» GOAL OF THE EXERCISE: Swap "cookie" for "biscuit" in the rows starting at the line that contains "Every instance of the round" and continuing through the end of the rows, and write those lines out again with everything else unchanged.

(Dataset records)

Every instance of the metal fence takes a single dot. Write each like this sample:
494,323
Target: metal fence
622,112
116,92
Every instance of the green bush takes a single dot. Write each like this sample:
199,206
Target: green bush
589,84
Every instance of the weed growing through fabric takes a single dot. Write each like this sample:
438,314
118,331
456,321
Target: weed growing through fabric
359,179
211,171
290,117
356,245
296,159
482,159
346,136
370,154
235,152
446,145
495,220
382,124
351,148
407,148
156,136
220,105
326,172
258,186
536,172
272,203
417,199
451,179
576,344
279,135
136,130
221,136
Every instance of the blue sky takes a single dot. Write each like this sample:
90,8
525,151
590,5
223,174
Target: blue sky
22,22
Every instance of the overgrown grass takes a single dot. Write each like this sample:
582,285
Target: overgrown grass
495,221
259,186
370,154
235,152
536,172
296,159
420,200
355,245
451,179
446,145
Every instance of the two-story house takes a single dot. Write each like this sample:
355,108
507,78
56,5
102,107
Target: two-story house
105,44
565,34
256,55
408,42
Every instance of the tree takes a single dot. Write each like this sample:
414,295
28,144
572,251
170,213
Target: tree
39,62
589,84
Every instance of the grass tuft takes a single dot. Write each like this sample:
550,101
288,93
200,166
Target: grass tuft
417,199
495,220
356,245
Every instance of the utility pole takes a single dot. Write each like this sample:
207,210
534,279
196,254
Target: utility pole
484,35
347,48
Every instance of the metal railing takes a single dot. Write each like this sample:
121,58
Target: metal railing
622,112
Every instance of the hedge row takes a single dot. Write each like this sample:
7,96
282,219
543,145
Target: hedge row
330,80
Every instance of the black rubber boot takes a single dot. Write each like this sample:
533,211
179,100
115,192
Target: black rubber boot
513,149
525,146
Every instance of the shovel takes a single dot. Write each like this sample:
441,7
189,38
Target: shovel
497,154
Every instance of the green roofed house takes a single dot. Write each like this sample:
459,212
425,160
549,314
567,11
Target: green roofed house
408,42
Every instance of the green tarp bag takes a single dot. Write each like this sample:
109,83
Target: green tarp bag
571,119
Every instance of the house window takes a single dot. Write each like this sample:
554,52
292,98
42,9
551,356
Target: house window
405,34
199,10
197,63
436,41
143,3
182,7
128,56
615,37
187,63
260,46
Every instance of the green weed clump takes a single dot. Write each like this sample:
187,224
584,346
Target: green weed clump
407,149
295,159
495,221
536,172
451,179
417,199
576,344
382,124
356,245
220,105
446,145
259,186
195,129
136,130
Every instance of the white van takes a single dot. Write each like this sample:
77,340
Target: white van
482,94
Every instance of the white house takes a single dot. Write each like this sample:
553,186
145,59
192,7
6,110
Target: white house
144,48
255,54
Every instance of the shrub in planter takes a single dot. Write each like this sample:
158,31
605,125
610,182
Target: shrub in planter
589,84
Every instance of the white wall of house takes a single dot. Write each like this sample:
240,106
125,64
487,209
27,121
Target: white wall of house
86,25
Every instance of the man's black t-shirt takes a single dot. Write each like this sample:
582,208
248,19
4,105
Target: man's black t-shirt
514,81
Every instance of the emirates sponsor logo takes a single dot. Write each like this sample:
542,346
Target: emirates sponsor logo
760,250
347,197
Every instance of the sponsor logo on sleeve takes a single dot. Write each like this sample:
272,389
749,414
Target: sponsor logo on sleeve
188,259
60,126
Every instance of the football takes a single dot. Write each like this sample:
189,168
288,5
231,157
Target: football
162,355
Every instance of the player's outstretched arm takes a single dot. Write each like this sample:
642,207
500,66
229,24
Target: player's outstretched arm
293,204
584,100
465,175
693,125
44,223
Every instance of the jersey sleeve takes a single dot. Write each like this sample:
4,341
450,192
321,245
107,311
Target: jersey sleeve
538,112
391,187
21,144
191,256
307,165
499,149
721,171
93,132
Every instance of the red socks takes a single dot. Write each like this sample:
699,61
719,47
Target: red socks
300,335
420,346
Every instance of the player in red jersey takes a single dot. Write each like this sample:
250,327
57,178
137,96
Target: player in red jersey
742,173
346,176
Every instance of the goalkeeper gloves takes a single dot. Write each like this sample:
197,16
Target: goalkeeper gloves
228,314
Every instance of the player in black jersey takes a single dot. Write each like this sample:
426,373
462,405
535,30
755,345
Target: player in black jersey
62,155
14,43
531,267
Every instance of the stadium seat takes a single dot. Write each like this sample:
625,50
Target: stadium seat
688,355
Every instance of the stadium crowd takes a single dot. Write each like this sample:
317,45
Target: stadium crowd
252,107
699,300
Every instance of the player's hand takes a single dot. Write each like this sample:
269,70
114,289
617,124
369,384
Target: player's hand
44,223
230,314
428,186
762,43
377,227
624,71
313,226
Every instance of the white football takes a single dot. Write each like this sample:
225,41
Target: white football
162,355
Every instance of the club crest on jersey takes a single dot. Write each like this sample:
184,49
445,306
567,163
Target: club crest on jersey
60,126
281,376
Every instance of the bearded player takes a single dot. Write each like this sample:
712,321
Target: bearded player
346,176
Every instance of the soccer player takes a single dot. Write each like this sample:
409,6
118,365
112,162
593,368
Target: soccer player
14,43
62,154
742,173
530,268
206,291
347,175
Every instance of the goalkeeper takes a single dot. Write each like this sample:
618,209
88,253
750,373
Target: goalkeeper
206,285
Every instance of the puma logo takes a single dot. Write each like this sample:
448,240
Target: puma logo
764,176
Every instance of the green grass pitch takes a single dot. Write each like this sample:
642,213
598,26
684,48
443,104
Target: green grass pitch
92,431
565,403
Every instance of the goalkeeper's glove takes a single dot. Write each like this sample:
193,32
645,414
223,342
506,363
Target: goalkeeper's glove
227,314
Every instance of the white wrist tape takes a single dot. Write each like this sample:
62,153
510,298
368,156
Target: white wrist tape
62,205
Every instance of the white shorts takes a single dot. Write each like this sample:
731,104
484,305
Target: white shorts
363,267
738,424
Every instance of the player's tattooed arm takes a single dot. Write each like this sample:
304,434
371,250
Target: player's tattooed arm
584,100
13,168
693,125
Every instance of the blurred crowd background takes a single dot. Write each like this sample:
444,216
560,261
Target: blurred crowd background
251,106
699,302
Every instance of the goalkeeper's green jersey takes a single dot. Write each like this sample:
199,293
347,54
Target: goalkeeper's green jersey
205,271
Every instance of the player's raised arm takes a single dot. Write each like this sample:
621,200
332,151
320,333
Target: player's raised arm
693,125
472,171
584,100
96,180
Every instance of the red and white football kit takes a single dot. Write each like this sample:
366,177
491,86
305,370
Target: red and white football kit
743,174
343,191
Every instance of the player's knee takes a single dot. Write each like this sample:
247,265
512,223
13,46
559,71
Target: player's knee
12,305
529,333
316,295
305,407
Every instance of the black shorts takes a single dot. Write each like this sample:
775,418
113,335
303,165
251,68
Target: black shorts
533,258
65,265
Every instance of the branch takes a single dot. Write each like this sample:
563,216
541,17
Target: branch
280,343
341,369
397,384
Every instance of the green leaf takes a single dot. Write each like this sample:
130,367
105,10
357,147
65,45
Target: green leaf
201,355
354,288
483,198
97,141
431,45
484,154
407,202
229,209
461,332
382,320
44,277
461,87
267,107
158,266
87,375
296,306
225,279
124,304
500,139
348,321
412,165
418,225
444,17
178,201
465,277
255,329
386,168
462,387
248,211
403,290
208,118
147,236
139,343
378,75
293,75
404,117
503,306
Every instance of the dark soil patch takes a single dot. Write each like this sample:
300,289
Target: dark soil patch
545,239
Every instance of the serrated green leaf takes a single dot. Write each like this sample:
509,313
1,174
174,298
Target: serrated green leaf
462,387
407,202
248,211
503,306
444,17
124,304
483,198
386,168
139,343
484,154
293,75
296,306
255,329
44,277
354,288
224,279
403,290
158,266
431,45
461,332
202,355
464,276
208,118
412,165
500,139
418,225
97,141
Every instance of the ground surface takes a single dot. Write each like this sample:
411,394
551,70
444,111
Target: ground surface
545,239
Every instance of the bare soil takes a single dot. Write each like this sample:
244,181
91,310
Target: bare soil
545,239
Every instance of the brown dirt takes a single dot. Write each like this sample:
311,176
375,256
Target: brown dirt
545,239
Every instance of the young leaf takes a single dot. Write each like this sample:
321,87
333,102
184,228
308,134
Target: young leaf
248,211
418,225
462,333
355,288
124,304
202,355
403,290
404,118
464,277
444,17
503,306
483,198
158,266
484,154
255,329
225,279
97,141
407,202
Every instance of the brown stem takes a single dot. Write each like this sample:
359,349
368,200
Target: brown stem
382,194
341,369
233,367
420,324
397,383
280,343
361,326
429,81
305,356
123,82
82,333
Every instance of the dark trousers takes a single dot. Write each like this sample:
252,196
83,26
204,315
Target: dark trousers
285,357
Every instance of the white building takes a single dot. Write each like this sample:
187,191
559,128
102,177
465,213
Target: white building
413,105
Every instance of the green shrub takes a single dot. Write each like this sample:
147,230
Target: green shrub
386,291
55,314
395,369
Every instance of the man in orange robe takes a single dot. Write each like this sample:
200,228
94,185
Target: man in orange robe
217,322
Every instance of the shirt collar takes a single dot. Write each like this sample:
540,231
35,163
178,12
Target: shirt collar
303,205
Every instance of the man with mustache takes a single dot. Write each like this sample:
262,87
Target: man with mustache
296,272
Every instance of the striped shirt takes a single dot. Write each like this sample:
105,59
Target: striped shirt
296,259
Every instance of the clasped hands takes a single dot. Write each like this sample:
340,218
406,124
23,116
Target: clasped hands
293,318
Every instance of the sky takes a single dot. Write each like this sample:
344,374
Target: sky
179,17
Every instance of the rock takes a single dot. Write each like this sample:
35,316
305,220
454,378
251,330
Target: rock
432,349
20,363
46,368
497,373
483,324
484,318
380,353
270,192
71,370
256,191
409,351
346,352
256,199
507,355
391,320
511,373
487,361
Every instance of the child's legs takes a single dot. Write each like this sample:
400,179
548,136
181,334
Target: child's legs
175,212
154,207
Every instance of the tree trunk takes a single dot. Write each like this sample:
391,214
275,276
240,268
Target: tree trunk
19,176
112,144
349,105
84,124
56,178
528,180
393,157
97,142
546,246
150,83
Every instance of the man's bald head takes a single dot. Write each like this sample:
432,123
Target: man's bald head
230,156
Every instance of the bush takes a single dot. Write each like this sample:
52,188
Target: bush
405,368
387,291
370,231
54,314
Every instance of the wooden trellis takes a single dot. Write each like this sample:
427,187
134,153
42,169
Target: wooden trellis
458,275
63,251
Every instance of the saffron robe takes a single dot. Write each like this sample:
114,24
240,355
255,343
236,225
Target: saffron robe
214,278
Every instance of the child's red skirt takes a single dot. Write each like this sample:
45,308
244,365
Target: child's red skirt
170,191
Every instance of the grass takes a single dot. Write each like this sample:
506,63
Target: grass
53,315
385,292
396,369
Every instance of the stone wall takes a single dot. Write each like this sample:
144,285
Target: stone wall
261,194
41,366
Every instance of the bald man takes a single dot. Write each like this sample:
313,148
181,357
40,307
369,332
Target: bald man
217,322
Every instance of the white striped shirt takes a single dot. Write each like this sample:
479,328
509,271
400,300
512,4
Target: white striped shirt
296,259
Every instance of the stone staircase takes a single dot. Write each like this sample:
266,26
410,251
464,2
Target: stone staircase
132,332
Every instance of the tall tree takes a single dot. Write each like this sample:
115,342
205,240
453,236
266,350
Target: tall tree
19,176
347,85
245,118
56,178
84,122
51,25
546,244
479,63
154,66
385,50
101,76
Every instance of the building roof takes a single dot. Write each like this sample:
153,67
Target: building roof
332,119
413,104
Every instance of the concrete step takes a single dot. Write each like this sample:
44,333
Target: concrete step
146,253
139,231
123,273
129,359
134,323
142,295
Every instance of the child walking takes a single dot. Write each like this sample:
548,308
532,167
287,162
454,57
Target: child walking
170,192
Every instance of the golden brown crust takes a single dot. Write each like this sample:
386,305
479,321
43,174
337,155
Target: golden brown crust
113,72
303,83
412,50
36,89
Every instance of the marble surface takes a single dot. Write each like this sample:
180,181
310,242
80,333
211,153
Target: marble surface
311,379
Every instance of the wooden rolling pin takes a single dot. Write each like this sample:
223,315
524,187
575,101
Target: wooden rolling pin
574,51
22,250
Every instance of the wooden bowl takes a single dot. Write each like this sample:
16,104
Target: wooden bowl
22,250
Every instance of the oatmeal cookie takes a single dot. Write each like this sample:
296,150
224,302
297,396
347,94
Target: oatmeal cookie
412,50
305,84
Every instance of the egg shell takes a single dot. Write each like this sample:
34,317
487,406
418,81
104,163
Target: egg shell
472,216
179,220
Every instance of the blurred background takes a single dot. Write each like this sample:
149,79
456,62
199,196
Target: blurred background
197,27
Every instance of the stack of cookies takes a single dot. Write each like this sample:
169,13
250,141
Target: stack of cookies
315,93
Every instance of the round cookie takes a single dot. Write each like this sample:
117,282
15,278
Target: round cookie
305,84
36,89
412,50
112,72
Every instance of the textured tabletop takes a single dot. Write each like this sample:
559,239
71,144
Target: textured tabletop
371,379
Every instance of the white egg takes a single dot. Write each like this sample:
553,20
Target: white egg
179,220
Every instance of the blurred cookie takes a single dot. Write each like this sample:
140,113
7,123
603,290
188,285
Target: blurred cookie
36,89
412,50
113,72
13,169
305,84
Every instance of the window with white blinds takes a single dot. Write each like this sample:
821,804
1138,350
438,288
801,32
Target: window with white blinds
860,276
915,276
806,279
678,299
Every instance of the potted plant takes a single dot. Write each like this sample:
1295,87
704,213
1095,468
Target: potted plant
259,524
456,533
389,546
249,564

» RESULT FOR THIS EXERCISE:
Every instance of the round biscuit takes a single dot. Write each like this sample:
117,282
15,278
Target: round biscuit
305,84
36,89
412,50
112,72
Every instance of the textured tabletop takes a single dot. Write each like this sample:
559,239
71,144
Target: textured tabletop
371,379
Every instance of the white egg takes a single dot. Write each like this sample:
553,20
Target: white egg
179,220
Every instance of the blurred biscuit takes a single dot. Write each like this sample:
140,113
7,123
603,290
188,285
Target: blurred biscuit
36,89
412,50
113,72
13,169
305,84
Every instance of the window with white blinds takes a single dot. Write each like this sample:
821,804
1138,350
438,288
801,32
Target: window with white blinds
860,276
915,276
806,279
678,299
Every instance of the potted plant takes a single dot. Write each like this sample:
1295,87
704,213
1095,468
Target: potted plant
259,524
456,533
389,546
249,564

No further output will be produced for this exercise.